### The problem
All of the entries should be returned without a single change.

[Stored entries]

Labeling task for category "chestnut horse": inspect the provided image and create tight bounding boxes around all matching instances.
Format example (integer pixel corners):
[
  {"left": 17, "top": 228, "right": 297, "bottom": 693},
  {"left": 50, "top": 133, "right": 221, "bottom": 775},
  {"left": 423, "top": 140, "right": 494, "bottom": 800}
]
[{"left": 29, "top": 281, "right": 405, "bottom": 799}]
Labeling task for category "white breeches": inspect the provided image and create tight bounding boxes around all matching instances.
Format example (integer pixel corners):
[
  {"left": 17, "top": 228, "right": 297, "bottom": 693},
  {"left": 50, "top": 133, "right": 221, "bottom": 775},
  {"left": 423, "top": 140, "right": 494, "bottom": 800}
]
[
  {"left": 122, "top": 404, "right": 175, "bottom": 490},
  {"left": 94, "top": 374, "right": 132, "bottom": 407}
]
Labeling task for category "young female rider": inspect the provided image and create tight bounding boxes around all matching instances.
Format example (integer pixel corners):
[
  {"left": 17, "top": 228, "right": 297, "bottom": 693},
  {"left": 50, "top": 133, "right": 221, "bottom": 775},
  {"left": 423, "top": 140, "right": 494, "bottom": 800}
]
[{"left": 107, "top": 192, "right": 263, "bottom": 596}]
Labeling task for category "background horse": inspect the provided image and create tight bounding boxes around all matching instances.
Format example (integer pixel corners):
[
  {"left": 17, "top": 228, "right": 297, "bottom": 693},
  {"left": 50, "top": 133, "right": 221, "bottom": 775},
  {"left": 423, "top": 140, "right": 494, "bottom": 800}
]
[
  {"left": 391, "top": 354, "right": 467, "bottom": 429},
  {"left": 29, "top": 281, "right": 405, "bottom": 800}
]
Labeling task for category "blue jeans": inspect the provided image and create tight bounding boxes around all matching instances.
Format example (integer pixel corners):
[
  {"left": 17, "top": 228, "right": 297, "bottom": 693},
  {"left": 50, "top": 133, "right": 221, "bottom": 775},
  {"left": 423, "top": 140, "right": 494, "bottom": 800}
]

### Solution
Labeling task for category "chestnut horse": inspect the provided image and create tight bounding boxes around all matching instances.
Format example (integer pixel corners):
[
  {"left": 17, "top": 228, "right": 297, "bottom": 693},
  {"left": 50, "top": 133, "right": 221, "bottom": 775},
  {"left": 423, "top": 140, "right": 494, "bottom": 800}
]
[{"left": 29, "top": 281, "right": 405, "bottom": 799}]
Labeling task for category "white breeches": inspect the provided image and create tight bounding boxes around all matching instances.
Format example (integer pixel corners):
[
  {"left": 17, "top": 228, "right": 297, "bottom": 693},
  {"left": 50, "top": 133, "right": 221, "bottom": 775},
  {"left": 423, "top": 140, "right": 494, "bottom": 800}
]
[
  {"left": 122, "top": 404, "right": 175, "bottom": 490},
  {"left": 94, "top": 374, "right": 132, "bottom": 407}
]
Labeling task for category "young female rider": inspect the provided image and create tight bounding boxes around all matching instances.
Format example (integer pixel corners):
[
  {"left": 17, "top": 228, "right": 297, "bottom": 693},
  {"left": 50, "top": 133, "right": 221, "bottom": 775},
  {"left": 423, "top": 140, "right": 494, "bottom": 800}
]
[{"left": 107, "top": 192, "right": 263, "bottom": 596}]
Labeling task for category "background horse": inspect the provided image and create tight bounding boxes around all matching instances.
Format example (integer pixel corners):
[
  {"left": 17, "top": 228, "right": 297, "bottom": 693},
  {"left": 50, "top": 133, "right": 221, "bottom": 775},
  {"left": 423, "top": 140, "right": 494, "bottom": 800}
]
[
  {"left": 391, "top": 354, "right": 467, "bottom": 429},
  {"left": 29, "top": 281, "right": 405, "bottom": 800}
]
Labeling task for category "blue jeans": inspect the provided image and create tight bounding boxes around all matching instances.
Format example (integer pixel corners):
[
  {"left": 17, "top": 228, "right": 297, "bottom": 693},
  {"left": 50, "top": 133, "right": 221, "bottom": 775},
  {"left": 423, "top": 140, "right": 494, "bottom": 800}
]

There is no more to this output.